- DIRECTION -
Rewrite the items below, putting "cake slice" wherever "pie slice" appears and leaving everything else as it is.

————————

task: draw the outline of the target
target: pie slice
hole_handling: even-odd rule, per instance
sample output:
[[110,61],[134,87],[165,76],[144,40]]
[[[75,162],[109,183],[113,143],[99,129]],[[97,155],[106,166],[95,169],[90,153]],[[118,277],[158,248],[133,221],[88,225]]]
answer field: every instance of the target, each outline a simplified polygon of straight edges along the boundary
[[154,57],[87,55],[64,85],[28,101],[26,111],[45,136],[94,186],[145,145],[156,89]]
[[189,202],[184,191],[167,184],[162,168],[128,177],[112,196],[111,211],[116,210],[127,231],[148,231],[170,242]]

————————

- WRITTEN ANSWER -
task: draw the outline of the target
target: cake slice
hole_handling: even-odd rule, per instance
sample output:
[[110,61],[134,87],[165,76],[144,40]]
[[[75,162],[109,183],[113,143],[99,129]],[[97,155],[106,166],[95,169],[90,153]],[[118,277],[158,248],[133,221],[88,225]]]
answer field: every instance of the target, each outline a simplified polygon of straight edges along the boundary
[[154,57],[87,55],[64,85],[28,101],[26,111],[45,136],[94,186],[145,145],[156,89]]
[[189,202],[184,191],[167,184],[162,168],[128,177],[112,196],[111,211],[116,210],[127,231],[148,231],[170,242]]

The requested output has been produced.